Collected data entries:
[Begin]

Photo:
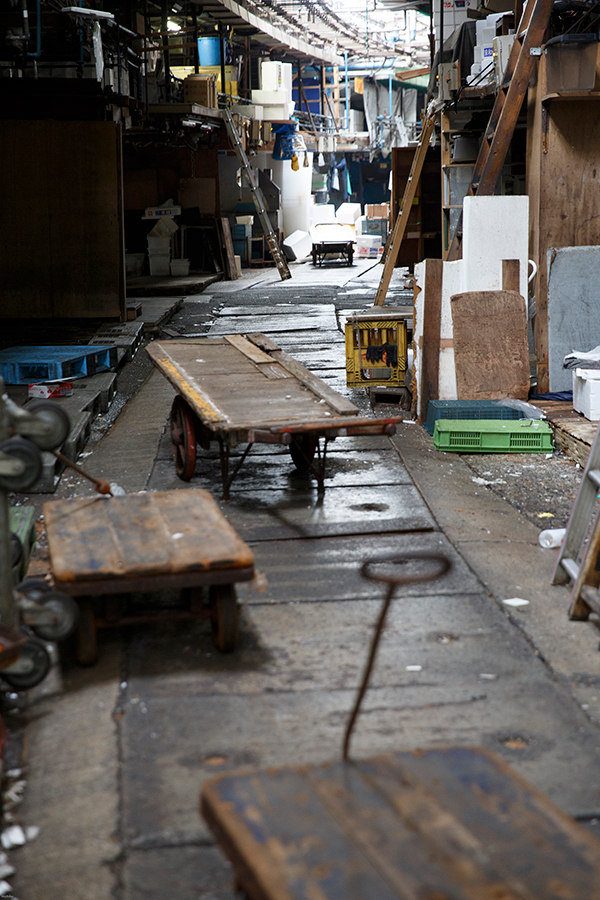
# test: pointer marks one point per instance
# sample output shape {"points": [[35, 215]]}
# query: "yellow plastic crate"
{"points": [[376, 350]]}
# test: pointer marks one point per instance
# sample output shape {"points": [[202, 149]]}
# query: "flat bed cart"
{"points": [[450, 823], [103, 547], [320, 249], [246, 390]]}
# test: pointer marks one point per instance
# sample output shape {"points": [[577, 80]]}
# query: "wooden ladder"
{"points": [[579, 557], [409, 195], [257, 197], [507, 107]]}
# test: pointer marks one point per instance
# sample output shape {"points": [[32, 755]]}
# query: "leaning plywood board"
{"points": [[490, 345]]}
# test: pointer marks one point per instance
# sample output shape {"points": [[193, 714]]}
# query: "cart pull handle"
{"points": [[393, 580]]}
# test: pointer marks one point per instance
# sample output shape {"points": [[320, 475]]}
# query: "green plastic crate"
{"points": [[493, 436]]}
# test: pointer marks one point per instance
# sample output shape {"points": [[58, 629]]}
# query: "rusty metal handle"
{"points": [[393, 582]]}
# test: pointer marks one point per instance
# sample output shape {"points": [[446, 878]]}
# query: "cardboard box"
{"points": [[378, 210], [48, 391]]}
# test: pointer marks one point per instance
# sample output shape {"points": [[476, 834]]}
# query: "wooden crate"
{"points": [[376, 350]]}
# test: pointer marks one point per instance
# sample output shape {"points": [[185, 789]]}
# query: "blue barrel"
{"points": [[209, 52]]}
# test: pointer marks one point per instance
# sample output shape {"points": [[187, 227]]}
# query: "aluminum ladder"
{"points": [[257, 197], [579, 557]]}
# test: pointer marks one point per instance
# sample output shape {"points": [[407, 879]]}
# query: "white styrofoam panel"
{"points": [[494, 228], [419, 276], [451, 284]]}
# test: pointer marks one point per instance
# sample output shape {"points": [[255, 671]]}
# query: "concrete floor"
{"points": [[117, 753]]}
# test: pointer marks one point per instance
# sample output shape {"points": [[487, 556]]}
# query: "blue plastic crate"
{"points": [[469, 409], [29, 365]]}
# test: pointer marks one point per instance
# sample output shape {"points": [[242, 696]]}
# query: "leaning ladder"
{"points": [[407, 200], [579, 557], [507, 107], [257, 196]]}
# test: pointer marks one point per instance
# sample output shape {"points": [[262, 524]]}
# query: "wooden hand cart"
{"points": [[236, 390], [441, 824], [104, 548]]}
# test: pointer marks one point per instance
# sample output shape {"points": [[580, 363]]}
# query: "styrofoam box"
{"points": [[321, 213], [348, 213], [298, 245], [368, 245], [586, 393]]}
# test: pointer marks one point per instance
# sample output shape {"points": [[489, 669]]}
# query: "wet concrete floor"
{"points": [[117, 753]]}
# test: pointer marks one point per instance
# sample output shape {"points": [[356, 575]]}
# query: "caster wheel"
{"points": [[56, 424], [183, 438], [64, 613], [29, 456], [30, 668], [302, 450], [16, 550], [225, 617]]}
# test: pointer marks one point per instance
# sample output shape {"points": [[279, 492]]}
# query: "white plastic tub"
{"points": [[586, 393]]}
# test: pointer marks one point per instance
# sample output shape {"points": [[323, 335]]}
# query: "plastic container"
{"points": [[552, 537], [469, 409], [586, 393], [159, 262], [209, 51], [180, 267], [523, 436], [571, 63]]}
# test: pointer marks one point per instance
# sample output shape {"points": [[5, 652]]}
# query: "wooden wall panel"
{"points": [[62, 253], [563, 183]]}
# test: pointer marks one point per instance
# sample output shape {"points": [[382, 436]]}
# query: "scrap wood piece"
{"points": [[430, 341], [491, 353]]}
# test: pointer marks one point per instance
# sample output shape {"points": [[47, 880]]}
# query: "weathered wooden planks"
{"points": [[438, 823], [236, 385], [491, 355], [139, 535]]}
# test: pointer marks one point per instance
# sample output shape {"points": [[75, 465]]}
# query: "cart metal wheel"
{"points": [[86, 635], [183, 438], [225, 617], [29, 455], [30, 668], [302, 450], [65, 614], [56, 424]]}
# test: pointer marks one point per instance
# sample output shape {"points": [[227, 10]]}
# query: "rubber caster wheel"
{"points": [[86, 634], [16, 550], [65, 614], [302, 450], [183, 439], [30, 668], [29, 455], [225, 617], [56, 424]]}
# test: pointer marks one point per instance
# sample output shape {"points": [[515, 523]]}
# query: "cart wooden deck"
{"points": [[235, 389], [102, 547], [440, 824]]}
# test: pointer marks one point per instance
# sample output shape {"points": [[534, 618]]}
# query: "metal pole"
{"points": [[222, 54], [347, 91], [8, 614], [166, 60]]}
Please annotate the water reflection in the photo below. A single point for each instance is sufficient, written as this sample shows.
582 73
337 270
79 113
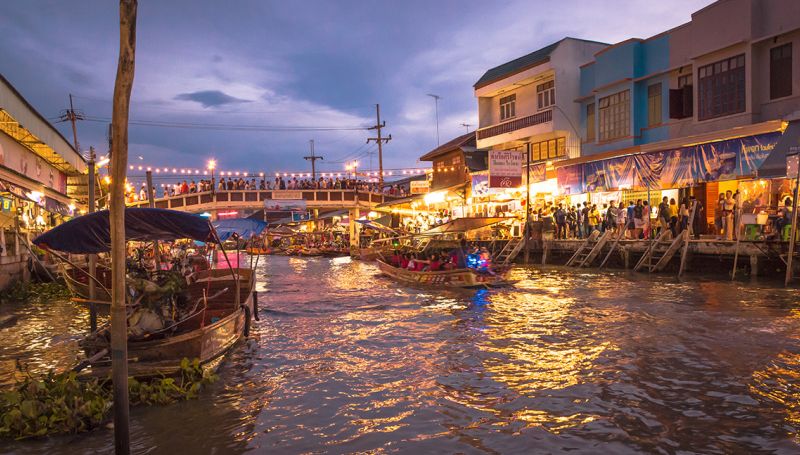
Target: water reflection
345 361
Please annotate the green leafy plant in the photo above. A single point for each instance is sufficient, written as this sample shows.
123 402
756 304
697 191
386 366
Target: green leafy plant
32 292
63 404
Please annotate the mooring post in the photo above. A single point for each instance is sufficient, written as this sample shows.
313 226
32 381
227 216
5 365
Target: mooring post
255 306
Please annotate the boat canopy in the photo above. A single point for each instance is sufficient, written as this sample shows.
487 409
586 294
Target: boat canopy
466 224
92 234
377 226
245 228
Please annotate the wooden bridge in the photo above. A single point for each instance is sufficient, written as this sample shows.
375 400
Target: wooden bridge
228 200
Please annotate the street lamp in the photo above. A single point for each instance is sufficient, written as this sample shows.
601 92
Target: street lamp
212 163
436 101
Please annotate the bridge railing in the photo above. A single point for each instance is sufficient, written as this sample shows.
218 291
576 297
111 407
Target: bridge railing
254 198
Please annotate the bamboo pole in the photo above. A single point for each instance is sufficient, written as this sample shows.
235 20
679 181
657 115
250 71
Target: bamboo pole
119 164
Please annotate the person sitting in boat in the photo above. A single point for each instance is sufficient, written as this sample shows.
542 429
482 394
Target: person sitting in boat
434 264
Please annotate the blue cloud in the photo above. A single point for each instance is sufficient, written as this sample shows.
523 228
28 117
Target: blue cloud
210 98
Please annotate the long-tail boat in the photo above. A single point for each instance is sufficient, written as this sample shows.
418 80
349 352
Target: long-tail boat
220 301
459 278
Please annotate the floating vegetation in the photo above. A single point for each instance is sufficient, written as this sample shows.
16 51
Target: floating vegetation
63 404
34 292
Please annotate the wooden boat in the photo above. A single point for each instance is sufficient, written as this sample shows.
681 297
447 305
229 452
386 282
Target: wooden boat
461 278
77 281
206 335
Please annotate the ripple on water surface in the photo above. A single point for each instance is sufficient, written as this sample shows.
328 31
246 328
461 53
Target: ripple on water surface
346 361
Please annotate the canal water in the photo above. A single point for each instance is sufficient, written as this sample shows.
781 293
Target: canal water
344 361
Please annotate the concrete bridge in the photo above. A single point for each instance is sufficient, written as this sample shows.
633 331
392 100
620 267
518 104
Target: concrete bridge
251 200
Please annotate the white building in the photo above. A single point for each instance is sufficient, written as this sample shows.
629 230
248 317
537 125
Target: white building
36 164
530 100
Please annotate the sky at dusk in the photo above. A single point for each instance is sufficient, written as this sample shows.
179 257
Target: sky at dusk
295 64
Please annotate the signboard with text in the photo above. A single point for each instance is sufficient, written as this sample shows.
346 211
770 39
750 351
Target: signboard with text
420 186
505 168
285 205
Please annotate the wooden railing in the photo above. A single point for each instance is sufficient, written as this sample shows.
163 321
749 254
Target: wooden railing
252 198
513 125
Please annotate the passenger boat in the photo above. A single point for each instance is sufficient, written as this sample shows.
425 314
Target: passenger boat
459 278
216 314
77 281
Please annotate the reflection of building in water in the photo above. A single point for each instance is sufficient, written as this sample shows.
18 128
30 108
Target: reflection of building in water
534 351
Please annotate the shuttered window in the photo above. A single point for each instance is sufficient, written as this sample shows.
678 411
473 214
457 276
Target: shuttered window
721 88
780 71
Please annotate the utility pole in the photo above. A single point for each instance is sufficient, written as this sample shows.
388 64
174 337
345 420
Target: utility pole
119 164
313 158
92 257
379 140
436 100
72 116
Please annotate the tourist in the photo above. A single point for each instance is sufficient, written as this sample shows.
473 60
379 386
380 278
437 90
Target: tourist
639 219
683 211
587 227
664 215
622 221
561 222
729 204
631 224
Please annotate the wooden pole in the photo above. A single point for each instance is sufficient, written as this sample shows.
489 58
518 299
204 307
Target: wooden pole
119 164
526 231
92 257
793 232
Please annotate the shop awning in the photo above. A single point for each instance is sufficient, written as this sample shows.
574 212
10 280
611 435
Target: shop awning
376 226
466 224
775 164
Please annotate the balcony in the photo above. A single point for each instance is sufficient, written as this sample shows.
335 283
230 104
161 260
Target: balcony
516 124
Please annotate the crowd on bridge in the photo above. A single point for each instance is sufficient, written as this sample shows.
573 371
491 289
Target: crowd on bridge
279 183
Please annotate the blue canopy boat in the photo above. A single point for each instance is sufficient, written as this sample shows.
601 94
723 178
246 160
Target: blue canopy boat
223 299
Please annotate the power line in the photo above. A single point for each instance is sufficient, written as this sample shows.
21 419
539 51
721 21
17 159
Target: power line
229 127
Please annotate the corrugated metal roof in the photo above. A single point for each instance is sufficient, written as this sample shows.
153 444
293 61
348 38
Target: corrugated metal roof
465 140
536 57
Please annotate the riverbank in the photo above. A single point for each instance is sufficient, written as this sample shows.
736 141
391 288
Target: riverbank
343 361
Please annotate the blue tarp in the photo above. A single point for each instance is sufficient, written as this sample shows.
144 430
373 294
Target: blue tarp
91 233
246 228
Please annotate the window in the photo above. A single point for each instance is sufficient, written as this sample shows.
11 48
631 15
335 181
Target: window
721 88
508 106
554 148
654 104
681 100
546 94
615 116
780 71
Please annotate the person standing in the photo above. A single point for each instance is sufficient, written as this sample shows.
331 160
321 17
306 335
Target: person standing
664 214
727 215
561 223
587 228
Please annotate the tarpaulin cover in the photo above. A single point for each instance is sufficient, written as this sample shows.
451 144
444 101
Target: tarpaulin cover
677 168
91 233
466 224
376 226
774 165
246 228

[End]
[Begin]

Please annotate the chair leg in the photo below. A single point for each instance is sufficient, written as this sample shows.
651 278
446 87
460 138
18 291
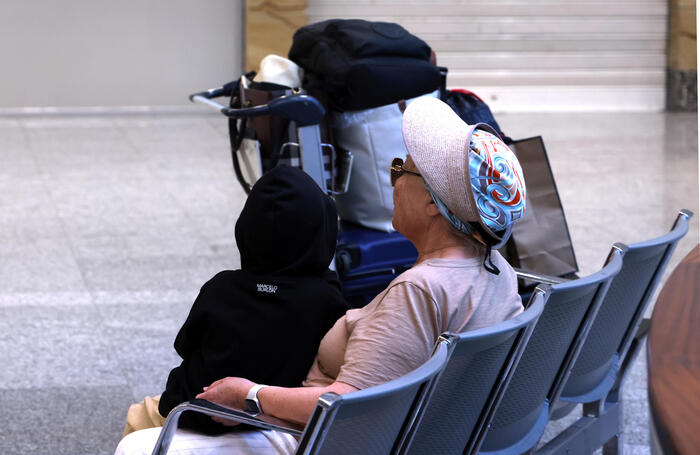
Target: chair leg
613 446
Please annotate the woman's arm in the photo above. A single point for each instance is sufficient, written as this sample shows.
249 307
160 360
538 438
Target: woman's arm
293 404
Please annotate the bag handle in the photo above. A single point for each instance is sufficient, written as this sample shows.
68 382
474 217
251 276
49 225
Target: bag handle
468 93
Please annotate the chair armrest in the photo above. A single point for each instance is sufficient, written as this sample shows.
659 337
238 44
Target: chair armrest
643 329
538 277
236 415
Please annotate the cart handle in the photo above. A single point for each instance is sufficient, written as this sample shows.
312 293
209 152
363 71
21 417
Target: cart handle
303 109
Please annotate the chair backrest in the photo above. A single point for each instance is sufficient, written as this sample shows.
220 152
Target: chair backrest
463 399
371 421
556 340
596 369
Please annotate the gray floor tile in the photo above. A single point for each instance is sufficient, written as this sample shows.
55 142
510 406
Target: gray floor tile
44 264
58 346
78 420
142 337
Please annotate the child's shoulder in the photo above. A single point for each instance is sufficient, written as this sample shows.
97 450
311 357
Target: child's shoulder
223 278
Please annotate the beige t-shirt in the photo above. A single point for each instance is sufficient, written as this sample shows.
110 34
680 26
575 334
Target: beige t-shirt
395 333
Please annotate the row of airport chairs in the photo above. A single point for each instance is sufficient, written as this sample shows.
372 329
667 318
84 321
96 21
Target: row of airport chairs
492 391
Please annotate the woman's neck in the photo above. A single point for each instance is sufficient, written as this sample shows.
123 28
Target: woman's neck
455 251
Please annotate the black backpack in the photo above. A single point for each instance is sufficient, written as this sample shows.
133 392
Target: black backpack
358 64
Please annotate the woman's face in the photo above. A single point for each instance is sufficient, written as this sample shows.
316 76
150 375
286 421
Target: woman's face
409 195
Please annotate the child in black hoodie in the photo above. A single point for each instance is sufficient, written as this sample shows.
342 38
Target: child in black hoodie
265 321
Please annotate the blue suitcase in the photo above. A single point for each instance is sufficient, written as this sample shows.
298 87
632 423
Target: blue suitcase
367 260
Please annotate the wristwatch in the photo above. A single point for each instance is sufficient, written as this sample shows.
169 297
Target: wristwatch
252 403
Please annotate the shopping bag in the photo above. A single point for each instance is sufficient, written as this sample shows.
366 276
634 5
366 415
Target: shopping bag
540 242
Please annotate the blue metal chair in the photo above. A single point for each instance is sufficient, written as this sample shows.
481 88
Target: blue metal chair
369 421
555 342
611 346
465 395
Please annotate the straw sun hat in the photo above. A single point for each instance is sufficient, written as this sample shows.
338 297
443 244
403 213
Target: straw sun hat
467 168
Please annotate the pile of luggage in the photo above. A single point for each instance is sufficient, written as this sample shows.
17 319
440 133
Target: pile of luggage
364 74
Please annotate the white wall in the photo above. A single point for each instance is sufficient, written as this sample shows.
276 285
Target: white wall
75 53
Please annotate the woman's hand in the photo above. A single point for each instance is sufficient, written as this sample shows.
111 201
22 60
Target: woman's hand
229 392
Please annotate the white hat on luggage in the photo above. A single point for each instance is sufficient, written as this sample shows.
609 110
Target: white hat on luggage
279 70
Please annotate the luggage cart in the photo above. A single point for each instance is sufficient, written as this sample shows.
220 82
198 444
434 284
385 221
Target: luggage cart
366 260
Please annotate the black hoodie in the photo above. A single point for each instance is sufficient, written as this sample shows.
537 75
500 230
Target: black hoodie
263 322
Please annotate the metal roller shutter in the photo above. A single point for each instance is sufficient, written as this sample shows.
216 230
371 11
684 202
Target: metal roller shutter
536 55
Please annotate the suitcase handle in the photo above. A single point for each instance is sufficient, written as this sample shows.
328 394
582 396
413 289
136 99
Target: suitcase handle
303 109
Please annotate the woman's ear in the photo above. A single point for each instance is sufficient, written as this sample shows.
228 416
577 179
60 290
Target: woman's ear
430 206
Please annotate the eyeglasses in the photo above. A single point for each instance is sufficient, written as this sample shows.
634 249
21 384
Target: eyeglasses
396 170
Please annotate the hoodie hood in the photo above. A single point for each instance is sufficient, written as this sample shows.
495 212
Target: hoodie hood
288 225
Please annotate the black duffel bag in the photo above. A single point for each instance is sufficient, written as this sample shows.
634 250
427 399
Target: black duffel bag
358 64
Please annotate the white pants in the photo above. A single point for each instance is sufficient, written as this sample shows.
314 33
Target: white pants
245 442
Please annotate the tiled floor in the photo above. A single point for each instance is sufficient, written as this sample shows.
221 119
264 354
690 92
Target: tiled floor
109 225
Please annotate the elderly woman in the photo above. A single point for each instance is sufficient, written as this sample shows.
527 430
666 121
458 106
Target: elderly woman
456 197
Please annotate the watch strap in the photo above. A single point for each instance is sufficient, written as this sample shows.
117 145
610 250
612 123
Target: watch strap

[End]

[What this task involves] Locate every line in the listing that contains the word "sitting", and copy each of those lines.

[Result of this exercise]
Please annotate the person sitting in boat in the photo above. A single point for each instance is sufficient, written as this sample shows.
Target: person sitting in boat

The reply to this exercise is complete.